=== What the exercise asks ===
Every entry should be repeated exactly as written.

>>>

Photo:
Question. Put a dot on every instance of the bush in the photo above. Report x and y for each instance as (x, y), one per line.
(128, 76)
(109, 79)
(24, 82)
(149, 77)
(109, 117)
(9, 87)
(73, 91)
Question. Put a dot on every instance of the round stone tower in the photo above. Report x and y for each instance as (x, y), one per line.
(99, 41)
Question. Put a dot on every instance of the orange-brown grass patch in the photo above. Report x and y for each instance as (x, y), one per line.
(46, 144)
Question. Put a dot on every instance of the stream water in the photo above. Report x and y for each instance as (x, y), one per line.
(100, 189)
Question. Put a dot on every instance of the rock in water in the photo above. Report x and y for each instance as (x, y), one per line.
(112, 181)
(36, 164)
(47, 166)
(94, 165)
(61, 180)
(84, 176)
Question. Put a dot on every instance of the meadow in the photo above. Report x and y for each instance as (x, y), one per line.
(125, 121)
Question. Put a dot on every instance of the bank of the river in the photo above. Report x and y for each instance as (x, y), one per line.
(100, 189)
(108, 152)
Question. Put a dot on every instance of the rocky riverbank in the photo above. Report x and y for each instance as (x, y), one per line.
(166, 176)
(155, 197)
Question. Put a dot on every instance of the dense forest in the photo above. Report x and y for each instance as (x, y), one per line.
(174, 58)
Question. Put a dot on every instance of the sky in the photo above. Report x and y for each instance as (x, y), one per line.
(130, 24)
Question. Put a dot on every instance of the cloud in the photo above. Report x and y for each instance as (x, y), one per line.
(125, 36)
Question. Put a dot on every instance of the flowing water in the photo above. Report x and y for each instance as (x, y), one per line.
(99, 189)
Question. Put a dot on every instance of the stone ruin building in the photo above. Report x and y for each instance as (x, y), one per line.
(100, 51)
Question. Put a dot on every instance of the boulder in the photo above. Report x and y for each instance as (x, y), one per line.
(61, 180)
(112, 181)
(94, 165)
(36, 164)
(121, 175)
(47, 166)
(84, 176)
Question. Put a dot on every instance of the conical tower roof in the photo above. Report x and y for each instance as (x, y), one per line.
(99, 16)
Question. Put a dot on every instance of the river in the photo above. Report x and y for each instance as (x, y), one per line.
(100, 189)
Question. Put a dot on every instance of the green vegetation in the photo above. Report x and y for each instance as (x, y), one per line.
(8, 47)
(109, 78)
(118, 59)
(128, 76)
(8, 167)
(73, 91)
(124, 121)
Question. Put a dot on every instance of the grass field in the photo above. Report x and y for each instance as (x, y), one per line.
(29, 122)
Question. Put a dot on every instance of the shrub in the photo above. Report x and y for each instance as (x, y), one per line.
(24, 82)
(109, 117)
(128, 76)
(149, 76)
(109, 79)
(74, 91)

<<<

=== Response to this exercise ===
Photo:
Question. Put a dot on every instance of the bush in the photo above. Report x and y for each instance as (x, y), one per line.
(128, 76)
(109, 79)
(24, 82)
(149, 77)
(109, 117)
(9, 87)
(73, 91)
Question. Put a dot on every instance of the round stone tower in the photo above. Report x and y for each instance as (x, y), one per line.
(99, 41)
Question. Put a dot on every instance of the orange-brown grass patch in the photo above. Report x and y for each instance as (x, y), one per line.
(46, 144)
Question. Put a dot on every instance of the stream water in the photo above. Report x and y for each instance as (x, y), one per line.
(100, 189)
Question. Put a dot on every instance of the rock in water in the photo above. Report x and y for each instance as (x, y), one per line.
(112, 181)
(36, 164)
(47, 166)
(94, 165)
(61, 180)
(84, 176)
Question. Put a dot on every instance of the meadow in the photo above. Report x and y for each instance as (x, y), one per line.
(125, 121)
Question. Put a dot on every instance of the bank of the river in the photo above. Report x and y for each instance as (x, y), one per line.
(100, 189)
(108, 152)
Question. Put a dot on every instance of the rocky riverbank in the photo above. Report x and y for each instance as (x, y), one per line.
(166, 176)
(155, 197)
Question. Put a dot on every instance of the dense forest in the photo above. Report x and y for each instance as (x, y), one per line.
(174, 58)
Question. Put a dot on every instance of the sky in the photo above. Report x and y for each instance as (x, y), one per line.
(130, 24)
Question. Put a dot on every instance of the cloud in the photo above. Report x and y for each instance as (x, y), one per line.
(125, 36)
Question. Put a dot on every instance of the flowing water in the photo above. Report x and y for each instance as (x, y), one per line.
(99, 189)
Question. Put a dot on every instance of the stone ruin building in the photo above. Report x and y for each instance as (x, y), one per line.
(100, 51)
Question. Put a dot on every instance of the boulder in the photo above. Report x and y for each instance as (x, y), one per line.
(61, 180)
(112, 181)
(94, 165)
(36, 164)
(121, 175)
(47, 166)
(84, 176)
Question. Put a dot on every instance of the conical tower roof in the photo above. Report x and y for each instance as (x, y), one per line.
(99, 16)
Question. Put a dot on every instance of the river in the photo above. Report x and y for each instance as (x, y), one per line.
(100, 189)
Question. Put a dot on every instance of the green vegetation in the photo above. Report x and y for each instance as (x, y), one per line.
(8, 47)
(109, 78)
(118, 59)
(128, 76)
(8, 167)
(73, 91)
(124, 121)
Question. Put a dot on every instance of the grass field in the photo above. Report x and y for each instance as (x, y), one per line.
(29, 122)
Question. Put a dot on every instance of the shrub in the photo above. Report x and y for each instance as (x, y), one per line.
(24, 82)
(109, 117)
(128, 76)
(149, 76)
(109, 79)
(74, 91)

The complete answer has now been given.